* [Things to do]
- 1) Answer these questions from the article on Brooks Koepka's split with Srixon/Cleveland:
(a) When did the partnership between Koepka and Srixon/Cleveland begin?
(b) Which ball had Koepka co-developed with Srixon?
(c) Which event did Koepka win with Srixon irons before signing?
- 2) In the article on Brooks Koepka's split with Srixon/Cleveland, rewrite the passage between "Brooks Koepka and Srixon/Cleveland part" and "to move on.", inclusive, with "Augusta" changed to "Augusta National".

Brooks Koepka and Srixon/Cleveland part ways after he quietly switched to a Titleist ball. Where does the five-time major winner land next?

Srixon — Apparel Image: MyGolfSpy

Five-time major winner Brooks Koepka and Srixon/Cleveland have parted ways, effective immediately, ending a partnership that began with promise in late 2021 and fizzled out with a quiet ball switch before this year's Masters.

The timing tells you everything. Koepka had already moved from his co-developed Srixon Z-STAR Diamond to a Titleist ball heading into Augusta. That's not the behavior of a player committed to a long-term relationship. Srixon's statement was polite and professional, praising Koepka as an exceptional brand ambassador who exemplified performance standards. But when a company says the split is mutual and effective immediately, someone was ready to move on.

Koepka's equipment journey has been anything but conventional. He went from Nike staffer to free agent when Nike exited hard goods in 2016, then bounced around unsponsored for years before landing at Srixon. He won the Phoenix Open with Srixon irons before signing, which gave the deal some legitimacy. Then came LIV, the nine-figure payday he openly admitted was about money, knee surgery, and a steady fade from the top of the conversation.

* [Data below]
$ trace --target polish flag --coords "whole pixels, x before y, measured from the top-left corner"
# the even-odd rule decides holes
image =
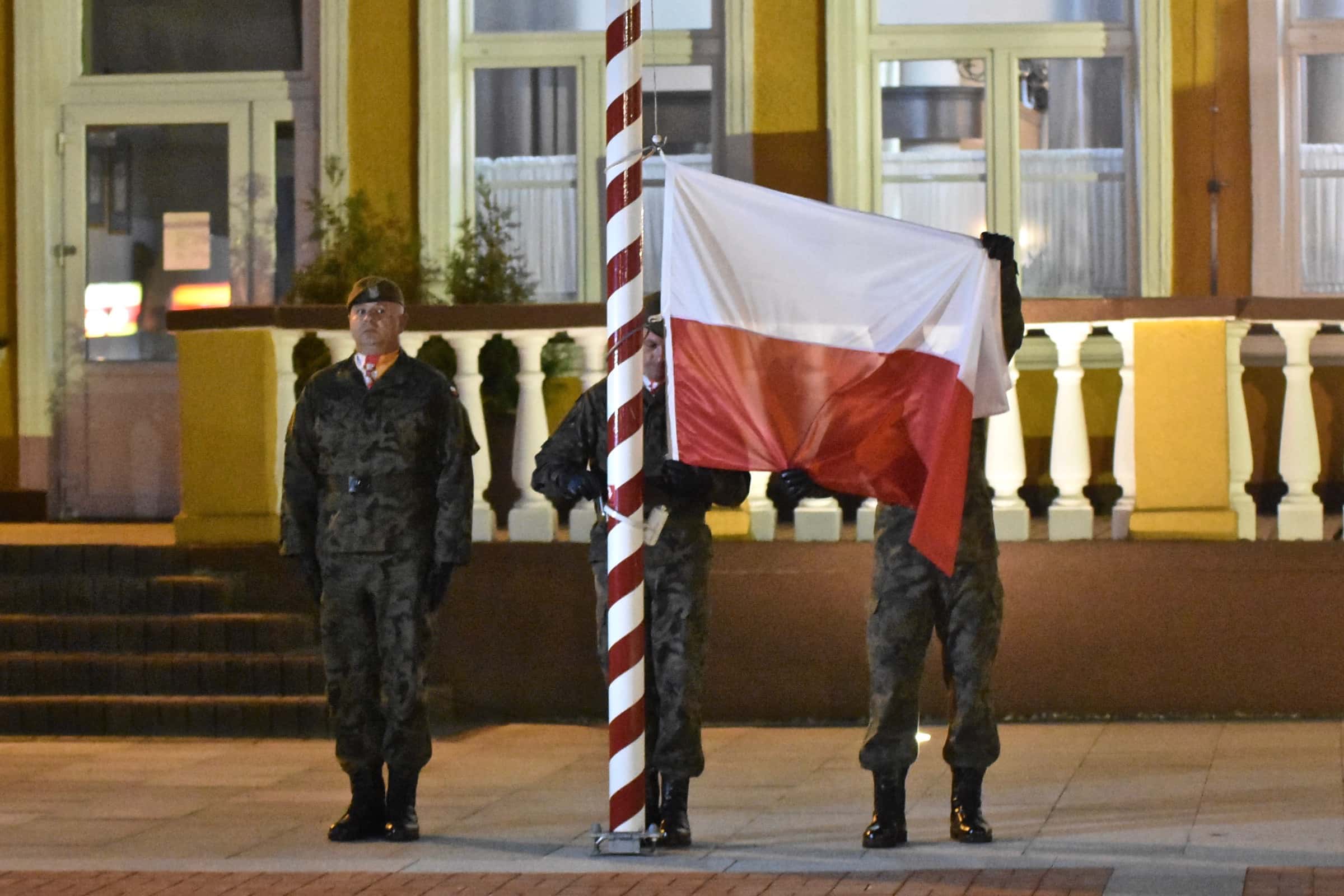
[[[672,163],[663,228],[669,457],[914,508],[950,575],[970,420],[1011,387],[980,240]]]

* [Answers to this exercise]
- 1)
(a) Late 2021.
(b) The Srixon Z-STAR Diamond.
(c) The Phoenix Open.

- 2)
Brooks Koepka and Srixon/Cleveland part ways after he quietly switched to a Titleist ball. Where does the five-time major winner land next?

Srixon — Apparel Image: MyGolfSpy

Five-time major winner Brooks Koepka and Srixon/Cleveland have parted ways, effective immediately, ending a partnership that began with promise in late 2021 and fizzled out with a quiet ball switch before this year's Masters.

The timing tells you everything. Koepka had already moved from his co-developed Srixon Z-STAR Diamond to a Titleist ball heading into Augusta National. That's not the behavior of a player committed to a long-term relationship. Srixon's statement was polite and professional, praising Koepka as an exceptional brand ambassador who exemplified performance standards. But when a company says the split is mutual and effective immediately, someone was ready to move on.